Stored data entries
————————

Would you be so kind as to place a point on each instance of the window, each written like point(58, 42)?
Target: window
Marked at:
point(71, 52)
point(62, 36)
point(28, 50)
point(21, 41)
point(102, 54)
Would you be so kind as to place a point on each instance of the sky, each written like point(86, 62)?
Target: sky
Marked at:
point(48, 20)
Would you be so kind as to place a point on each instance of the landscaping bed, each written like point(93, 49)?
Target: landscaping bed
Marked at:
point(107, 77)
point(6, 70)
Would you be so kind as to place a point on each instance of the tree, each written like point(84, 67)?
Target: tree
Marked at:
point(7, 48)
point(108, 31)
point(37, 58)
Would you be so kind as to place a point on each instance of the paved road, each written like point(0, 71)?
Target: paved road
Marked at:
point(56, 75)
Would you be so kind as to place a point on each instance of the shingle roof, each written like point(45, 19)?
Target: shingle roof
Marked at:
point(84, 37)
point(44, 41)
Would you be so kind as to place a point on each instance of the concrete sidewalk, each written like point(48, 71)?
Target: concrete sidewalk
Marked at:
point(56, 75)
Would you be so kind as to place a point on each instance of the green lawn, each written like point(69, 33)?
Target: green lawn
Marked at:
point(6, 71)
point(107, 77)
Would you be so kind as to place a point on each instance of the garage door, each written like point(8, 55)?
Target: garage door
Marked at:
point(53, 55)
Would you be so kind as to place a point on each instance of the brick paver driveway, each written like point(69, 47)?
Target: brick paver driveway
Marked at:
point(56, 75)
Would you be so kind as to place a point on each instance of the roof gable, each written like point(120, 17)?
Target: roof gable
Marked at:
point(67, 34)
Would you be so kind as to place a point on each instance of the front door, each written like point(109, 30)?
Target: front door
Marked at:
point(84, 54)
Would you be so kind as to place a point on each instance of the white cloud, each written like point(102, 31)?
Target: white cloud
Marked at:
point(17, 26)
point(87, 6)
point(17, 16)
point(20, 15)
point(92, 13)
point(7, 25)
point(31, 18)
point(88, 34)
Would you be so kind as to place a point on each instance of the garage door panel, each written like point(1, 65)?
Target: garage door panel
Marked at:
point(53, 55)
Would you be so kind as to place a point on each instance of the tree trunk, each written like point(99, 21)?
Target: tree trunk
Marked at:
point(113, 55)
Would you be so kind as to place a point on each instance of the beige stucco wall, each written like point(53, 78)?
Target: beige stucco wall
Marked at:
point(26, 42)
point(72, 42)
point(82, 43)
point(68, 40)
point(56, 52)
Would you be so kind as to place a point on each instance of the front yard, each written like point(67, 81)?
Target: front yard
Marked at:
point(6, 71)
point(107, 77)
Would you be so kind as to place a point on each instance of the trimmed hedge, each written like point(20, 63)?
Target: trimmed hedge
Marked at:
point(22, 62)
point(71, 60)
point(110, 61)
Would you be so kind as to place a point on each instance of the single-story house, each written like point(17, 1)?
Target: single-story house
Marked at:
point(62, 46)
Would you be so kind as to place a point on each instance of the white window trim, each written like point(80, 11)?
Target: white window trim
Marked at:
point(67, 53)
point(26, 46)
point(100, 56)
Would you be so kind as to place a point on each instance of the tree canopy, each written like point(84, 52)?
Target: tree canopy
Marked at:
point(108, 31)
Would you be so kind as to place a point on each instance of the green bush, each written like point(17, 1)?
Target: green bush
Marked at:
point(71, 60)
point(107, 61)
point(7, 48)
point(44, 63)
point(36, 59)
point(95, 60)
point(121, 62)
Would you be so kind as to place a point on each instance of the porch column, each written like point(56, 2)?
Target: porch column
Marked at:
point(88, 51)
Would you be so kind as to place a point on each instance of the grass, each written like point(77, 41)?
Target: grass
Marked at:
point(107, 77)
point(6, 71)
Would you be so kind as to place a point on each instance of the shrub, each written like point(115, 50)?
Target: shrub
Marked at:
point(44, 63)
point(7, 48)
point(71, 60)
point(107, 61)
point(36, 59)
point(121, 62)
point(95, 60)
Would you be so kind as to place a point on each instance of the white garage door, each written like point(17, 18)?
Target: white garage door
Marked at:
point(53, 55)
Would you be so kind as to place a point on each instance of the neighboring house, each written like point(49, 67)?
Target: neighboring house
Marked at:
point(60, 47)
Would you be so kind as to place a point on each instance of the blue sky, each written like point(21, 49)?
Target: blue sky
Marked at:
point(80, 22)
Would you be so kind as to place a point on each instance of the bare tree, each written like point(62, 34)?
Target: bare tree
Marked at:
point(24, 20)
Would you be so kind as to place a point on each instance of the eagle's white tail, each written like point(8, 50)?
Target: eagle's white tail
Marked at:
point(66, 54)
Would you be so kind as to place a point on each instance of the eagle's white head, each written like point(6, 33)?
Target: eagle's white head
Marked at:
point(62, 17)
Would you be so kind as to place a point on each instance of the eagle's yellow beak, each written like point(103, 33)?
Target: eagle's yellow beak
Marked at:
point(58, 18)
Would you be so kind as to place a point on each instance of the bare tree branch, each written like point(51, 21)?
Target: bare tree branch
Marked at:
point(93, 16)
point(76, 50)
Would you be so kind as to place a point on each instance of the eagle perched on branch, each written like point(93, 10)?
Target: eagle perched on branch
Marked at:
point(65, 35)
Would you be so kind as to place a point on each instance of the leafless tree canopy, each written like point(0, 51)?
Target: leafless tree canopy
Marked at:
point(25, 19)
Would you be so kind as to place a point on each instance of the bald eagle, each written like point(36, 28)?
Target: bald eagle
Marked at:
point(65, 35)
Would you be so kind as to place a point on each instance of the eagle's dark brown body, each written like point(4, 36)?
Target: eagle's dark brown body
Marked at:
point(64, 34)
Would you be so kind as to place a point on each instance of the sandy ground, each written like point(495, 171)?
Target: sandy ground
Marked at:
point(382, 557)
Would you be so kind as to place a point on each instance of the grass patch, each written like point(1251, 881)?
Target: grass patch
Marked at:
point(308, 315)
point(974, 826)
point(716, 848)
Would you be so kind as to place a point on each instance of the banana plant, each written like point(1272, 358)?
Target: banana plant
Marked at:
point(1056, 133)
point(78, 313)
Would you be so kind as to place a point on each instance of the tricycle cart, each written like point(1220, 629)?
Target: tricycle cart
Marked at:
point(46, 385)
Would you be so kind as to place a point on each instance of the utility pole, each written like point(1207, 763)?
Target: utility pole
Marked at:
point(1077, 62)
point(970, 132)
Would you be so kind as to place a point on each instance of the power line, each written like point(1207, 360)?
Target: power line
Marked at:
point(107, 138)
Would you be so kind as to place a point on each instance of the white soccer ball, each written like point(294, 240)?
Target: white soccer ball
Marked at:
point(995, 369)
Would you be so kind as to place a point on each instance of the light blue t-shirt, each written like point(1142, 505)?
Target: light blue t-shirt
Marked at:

————————

## Exercise
Starting with the line that holds "like point(8, 55)?" and ending with the line that holds "Target: tree trunk", retype every line in the data above exactly, and nothing else.

## Answer to this task
Would you be so kind as to place a point on each instance of the garage door, each written like point(8, 55)?
Target: garage door
Marked at:
point(53, 55)
Would you be so kind as to place a point on each instance of the brick paver driveway, each written like point(69, 47)?
Target: brick paver driveway
Marked at:
point(56, 75)
Would you be so kind as to place a point on each instance of the roof gable, each written like point(120, 17)?
Target: roof gable
Marked at:
point(67, 34)
Would you be so kind as to place a point on each instance of the front door, each written like point(109, 30)?
Target: front door
Marked at:
point(84, 54)
Would you be so kind as to place a point on each instance of the white cloud, each written like point(102, 31)?
Target: white cloud
Marked at:
point(17, 26)
point(87, 6)
point(17, 16)
point(20, 15)
point(92, 13)
point(7, 25)
point(31, 18)
point(88, 34)
Would you be so kind as to place a point on each instance of the garage door panel, each written like point(1, 65)?
Target: garage door panel
Marked at:
point(53, 55)
Would you be so kind as to place a point on each instance of the tree trunk, each written like point(99, 21)?
Target: tree trunk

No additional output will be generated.